## PROBLEMS TO SOLVE
[a] Answer these questions using the excerpt about the shooting of Rob and Brenda:
(i) To which country did Brenda and Pavatt flee?
(ii) Where were they caught?
(iii) What was found in the Gigstads' bedroom?
[b] In the excerpt about the shooting of Rob and Brenda, why does the writer not necessarily agree that Brenda's calm voice on the 911 tape suggests it was not genuine?
[c] From the excerpt about the shooting of Rob and Brenda, print the passage from "There was lots more." to "she gave police.".

Brenda called 911 and reported that two armed robbers wearing masks shot Rob and her.

The Forensic Files episodes suggests that Brenda’s voice sounds too calm on the 911 tape to be genuine. I don’t necessarily agree with that, because other episodes have pegged 911 calls as suspicious because the voice is overdramatic.

Fugitives. Regardless, investigators got a strong hint when Brenda and Pavatt gathered up Tricity and Parker and fled to Mexico right around the time of Rob’s funeral.

Authorities distributed Wanted posters with the couple’s pictures, and they were caught a few months later as they tried to cross the border into Texas.

Pavatt’s defense lawyer subsequently pointed out that investigators had no DNA or fingerprints, only circumstantial evidence.

But there was plenty of it. First off, everyone knew about the extramarital affair.

Pre-Airbnb. And Gigstad and her husband reported signs that someone had been in their house during their absence. There was a spent shell casing in the bedroom and a damaged shoe rack hidden under a bed.

Police theorized that Pavatt had accidentally stepped on the shoe rack and then left behind the shell casing when the Gigstads’ son stopped in to collect their mail; Pavatt was ready to shoot him if confronted. Fortunately, the son didn’t see him, and departed unharmed.

There was lots more. Brenda’s wound appeared to have come from a gun held just inches away from her arm, which conflicted with the story she gave police.

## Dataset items
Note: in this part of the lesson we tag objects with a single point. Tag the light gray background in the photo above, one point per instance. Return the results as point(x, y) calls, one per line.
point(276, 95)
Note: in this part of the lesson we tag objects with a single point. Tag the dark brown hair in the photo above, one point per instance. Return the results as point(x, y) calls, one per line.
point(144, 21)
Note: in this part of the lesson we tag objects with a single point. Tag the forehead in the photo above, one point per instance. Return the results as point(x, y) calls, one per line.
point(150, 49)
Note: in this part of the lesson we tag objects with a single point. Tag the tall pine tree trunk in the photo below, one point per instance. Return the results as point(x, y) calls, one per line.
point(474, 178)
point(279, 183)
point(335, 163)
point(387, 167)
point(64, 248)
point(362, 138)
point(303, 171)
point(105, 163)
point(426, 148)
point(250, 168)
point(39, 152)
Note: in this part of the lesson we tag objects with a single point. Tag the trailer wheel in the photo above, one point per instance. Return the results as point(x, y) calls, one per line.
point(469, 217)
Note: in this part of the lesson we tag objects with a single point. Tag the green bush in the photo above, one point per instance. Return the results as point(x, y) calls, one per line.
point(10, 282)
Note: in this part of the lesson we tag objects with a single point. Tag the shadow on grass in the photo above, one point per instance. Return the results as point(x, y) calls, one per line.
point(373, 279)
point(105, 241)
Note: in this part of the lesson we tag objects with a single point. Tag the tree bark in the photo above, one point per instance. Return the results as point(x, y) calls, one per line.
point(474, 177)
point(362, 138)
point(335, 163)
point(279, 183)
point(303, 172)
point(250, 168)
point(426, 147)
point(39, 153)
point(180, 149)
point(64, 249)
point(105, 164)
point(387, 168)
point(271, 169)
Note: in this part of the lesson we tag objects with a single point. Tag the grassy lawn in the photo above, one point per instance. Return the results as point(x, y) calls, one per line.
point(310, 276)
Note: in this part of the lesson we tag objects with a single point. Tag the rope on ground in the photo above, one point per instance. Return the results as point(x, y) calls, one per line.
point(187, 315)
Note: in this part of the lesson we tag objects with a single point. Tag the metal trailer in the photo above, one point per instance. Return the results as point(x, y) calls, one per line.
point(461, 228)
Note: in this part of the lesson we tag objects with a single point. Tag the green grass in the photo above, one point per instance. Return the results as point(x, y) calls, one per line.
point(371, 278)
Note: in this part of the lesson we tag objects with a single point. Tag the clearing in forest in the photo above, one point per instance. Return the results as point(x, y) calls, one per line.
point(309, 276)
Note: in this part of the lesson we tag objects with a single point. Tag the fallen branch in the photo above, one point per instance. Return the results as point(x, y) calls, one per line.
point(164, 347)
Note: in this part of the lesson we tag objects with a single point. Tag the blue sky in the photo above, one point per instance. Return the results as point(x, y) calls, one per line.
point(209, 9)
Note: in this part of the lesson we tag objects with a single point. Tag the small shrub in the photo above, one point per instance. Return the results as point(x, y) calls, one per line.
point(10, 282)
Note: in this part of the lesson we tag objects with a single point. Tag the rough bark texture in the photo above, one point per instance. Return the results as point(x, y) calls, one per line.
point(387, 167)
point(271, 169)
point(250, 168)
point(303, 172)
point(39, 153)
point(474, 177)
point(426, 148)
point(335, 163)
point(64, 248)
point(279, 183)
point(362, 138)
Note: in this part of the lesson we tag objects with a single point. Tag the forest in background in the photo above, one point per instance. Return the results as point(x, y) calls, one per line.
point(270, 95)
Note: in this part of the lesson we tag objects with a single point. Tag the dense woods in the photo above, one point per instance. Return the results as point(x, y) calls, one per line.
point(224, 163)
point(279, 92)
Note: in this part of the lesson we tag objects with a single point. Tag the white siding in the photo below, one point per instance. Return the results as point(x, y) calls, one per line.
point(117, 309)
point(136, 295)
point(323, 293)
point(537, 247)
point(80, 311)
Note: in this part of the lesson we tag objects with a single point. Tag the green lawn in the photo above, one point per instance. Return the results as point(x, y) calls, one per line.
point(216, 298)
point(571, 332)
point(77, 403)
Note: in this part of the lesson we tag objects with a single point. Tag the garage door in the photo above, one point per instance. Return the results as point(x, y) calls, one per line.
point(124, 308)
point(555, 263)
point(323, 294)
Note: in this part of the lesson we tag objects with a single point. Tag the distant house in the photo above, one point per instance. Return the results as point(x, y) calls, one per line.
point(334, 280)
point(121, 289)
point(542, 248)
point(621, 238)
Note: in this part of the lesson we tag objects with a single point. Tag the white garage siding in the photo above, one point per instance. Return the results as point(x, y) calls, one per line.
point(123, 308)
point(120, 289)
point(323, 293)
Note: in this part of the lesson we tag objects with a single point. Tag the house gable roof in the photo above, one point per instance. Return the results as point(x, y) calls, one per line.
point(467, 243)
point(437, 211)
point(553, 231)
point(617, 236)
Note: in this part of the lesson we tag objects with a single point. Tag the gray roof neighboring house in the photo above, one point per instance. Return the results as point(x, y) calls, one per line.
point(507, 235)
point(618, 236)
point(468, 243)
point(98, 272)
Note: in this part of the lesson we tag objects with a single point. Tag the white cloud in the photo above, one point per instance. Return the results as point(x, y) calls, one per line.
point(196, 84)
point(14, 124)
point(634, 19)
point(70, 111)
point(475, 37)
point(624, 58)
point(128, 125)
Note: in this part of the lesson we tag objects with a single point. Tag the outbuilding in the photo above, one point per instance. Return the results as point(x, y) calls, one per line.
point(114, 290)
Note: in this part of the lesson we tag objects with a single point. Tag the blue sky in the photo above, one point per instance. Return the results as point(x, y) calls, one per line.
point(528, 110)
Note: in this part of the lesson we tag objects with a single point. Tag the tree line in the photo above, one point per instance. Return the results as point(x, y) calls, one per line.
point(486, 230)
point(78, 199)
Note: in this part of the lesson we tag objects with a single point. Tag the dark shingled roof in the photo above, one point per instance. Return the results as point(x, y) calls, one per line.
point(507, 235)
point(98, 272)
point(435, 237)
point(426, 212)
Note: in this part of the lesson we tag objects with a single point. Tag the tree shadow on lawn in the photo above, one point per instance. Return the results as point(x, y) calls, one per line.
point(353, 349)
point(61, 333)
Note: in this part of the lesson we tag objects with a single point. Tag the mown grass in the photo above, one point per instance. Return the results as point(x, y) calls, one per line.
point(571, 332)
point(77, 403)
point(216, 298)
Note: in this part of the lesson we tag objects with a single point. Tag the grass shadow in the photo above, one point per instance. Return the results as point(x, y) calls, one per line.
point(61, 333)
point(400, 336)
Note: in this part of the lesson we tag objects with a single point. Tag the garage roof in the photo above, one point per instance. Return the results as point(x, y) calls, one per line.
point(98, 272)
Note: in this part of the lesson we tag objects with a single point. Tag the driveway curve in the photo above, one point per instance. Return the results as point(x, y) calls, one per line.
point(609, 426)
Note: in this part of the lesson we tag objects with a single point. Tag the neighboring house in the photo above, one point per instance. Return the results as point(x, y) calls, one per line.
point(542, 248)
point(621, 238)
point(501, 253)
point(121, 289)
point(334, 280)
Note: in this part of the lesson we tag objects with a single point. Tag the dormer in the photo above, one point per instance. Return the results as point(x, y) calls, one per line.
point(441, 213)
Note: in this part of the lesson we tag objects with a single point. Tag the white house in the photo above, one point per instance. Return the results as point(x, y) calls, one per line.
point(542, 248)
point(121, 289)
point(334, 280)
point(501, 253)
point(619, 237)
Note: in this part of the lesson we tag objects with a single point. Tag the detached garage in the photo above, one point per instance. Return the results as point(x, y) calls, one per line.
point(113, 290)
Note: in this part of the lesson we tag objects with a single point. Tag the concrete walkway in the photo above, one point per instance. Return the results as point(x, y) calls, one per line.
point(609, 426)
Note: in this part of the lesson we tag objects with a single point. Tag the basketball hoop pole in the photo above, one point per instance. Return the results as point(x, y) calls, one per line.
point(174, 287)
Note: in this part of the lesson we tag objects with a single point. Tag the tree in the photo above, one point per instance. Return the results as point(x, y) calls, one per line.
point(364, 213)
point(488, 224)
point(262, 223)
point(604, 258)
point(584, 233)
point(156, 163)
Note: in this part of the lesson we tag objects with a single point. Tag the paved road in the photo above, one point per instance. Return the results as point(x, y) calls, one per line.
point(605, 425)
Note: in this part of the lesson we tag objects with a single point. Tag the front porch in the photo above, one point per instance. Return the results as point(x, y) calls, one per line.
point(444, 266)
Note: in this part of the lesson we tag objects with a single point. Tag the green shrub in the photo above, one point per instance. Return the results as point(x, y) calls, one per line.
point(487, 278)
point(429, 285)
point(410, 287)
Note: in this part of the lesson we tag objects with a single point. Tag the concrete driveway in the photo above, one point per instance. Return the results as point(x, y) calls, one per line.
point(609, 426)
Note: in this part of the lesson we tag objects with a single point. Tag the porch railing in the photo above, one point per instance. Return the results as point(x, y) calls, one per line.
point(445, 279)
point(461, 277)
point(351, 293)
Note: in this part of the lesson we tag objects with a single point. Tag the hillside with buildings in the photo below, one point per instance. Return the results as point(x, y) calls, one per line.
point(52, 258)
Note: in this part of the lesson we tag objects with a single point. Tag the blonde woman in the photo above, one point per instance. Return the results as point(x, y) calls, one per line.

## ANSWERS TO THE PROBLEMS
[a]
(i) Mexico.
(ii) As they tried to cross the border into Texas.
(iii) A spent shell casing.

[b] Other episodes have treated 911 calls as suspicious because the caller's voice was overdramatic. The writer therefore doesn't accept calmness alone as a sign that the call was fake.

[c]
There was lots more. Brenda’s wound appeared to have come from a gun held just inches away from her arm, which conflicted with the story she gave police.